Data listing -
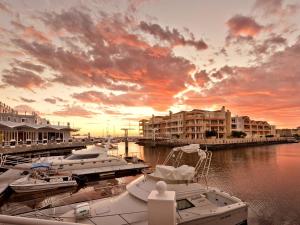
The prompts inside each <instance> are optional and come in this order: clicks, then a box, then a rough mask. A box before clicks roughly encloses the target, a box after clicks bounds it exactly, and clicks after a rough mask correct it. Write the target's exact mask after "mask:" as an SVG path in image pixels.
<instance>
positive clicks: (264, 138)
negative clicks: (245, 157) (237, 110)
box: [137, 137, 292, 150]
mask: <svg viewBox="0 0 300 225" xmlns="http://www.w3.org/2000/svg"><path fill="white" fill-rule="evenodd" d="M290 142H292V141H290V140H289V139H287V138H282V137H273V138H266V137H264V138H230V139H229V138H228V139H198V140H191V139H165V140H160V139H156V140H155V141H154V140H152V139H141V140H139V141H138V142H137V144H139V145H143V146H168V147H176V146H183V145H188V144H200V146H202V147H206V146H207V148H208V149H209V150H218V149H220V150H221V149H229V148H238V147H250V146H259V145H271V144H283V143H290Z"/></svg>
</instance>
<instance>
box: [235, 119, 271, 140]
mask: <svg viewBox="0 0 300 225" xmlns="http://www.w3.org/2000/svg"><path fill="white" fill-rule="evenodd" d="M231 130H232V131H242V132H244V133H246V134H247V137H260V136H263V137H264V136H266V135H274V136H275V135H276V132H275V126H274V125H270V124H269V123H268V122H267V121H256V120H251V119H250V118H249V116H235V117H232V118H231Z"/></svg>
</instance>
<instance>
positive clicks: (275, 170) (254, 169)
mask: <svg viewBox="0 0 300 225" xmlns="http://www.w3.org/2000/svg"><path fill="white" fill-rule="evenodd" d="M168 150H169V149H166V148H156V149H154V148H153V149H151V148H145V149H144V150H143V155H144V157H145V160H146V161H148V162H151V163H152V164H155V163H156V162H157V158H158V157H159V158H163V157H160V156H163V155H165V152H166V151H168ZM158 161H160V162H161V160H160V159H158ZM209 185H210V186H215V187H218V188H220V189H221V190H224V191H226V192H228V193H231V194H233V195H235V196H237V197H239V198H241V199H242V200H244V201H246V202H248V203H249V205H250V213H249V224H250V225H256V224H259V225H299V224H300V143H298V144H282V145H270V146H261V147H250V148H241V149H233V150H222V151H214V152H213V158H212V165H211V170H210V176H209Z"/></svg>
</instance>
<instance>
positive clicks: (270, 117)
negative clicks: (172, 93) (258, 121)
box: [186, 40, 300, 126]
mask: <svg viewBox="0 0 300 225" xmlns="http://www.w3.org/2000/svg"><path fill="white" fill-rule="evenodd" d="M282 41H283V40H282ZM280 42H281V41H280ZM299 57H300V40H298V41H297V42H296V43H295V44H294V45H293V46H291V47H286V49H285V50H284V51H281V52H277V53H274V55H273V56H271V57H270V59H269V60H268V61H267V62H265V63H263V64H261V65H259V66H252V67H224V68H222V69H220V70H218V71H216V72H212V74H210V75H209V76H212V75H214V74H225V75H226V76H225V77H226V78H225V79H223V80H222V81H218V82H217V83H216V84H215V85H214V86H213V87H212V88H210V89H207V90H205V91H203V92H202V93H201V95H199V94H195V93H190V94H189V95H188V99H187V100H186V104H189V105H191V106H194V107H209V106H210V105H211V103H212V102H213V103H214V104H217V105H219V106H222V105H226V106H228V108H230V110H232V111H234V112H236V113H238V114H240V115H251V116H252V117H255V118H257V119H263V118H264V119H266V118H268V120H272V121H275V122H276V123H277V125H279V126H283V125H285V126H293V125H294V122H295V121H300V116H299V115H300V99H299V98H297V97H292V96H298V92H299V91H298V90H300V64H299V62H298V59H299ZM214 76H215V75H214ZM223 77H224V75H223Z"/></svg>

What you need to do - Give the preceding data back exactly, minus every picture.

Result -
The prompts inside each <instance> are optional and come in this order: clicks, then a box, then a rough mask. A box before clicks roughly encloses the target, a box after clicks bounds it exactly, and clicks after a rough mask correct it. Write the target's exact mask after "mask:" as an SVG path in image pixels.
<instance>
positive clicks: (264, 138)
negative clicks: (245, 157) (237, 110)
box: [137, 137, 292, 150]
mask: <svg viewBox="0 0 300 225" xmlns="http://www.w3.org/2000/svg"><path fill="white" fill-rule="evenodd" d="M290 142H292V141H290V140H289V139H287V138H282V137H273V138H266V137H264V138H230V139H229V138H228V139H198V140H191V139H165V140H160V139H156V140H155V141H154V140H152V139H141V140H139V141H138V142H137V144H139V145H143V146H168V147H176V146H183V145H188V144H200V146H202V147H206V146H207V148H208V149H209V150H218V149H220V150H221V149H229V148H238V147H250V146H259V145H271V144H283V143H290Z"/></svg>
</instance>
<instance>
box: [235, 119, 271, 140]
mask: <svg viewBox="0 0 300 225" xmlns="http://www.w3.org/2000/svg"><path fill="white" fill-rule="evenodd" d="M231 130H232V131H242V132H244V133H246V134H247V137H260V136H263V137H264V136H266V135H274V136H275V135H276V132H275V126H274V125H270V124H269V123H268V122H267V121H256V120H251V119H250V118H249V116H235V117H232V118H231Z"/></svg>
</instance>
<instance>
positive clicks: (275, 170) (254, 169)
mask: <svg viewBox="0 0 300 225" xmlns="http://www.w3.org/2000/svg"><path fill="white" fill-rule="evenodd" d="M168 150H169V149H166V148H156V149H154V148H153V149H151V148H145V149H144V150H143V155H144V157H145V160H146V161H148V162H151V163H152V164H155V163H156V162H157V158H158V157H159V158H163V157H160V156H163V155H165V152H166V151H168ZM158 161H160V162H161V160H160V159H158ZM209 185H210V186H215V187H218V188H220V189H221V190H224V191H226V192H228V193H231V194H233V195H235V196H237V197H239V198H241V199H242V200H244V201H246V202H248V203H249V205H250V213H249V224H250V225H256V224H259V225H299V224H300V143H298V144H282V145H270V146H261V147H250V148H241V149H233V150H222V151H214V152H213V158H212V165H211V170H210V176H209Z"/></svg>
</instance>
<instance>
positive clicks: (270, 117)
negative clicks: (172, 93) (258, 121)
box: [186, 40, 300, 126]
mask: <svg viewBox="0 0 300 225" xmlns="http://www.w3.org/2000/svg"><path fill="white" fill-rule="evenodd" d="M282 41H283V40H282ZM280 42H281V41H280ZM299 57H300V40H298V41H297V42H296V43H295V44H294V45H293V46H291V47H286V49H285V50H284V51H281V52H277V53H274V55H273V56H271V57H270V59H269V60H268V61H267V62H265V63H263V64H261V65H259V66H252V67H224V68H222V69H220V70H218V71H216V72H212V74H210V75H209V76H212V75H214V74H225V75H226V76H225V77H226V78H225V79H223V80H222V81H218V82H217V83H216V84H215V85H214V86H213V87H212V88H210V89H207V90H205V91H203V92H202V93H201V95H199V94H195V93H190V94H189V95H188V99H187V100H186V104H189V105H191V106H194V107H209V106H210V105H211V103H212V102H213V103H214V104H217V105H219V106H222V105H226V106H228V108H230V110H232V111H234V112H236V113H238V114H240V115H251V116H252V117H255V118H257V119H263V118H264V119H266V118H268V120H272V121H275V122H276V123H277V125H279V126H283V125H285V126H293V125H294V122H295V121H300V116H299V115H300V99H299V98H297V97H292V96H298V92H299V91H298V90H300V64H299V62H298V59H299ZM214 76H215V75H214ZM223 77H224V75H223Z"/></svg>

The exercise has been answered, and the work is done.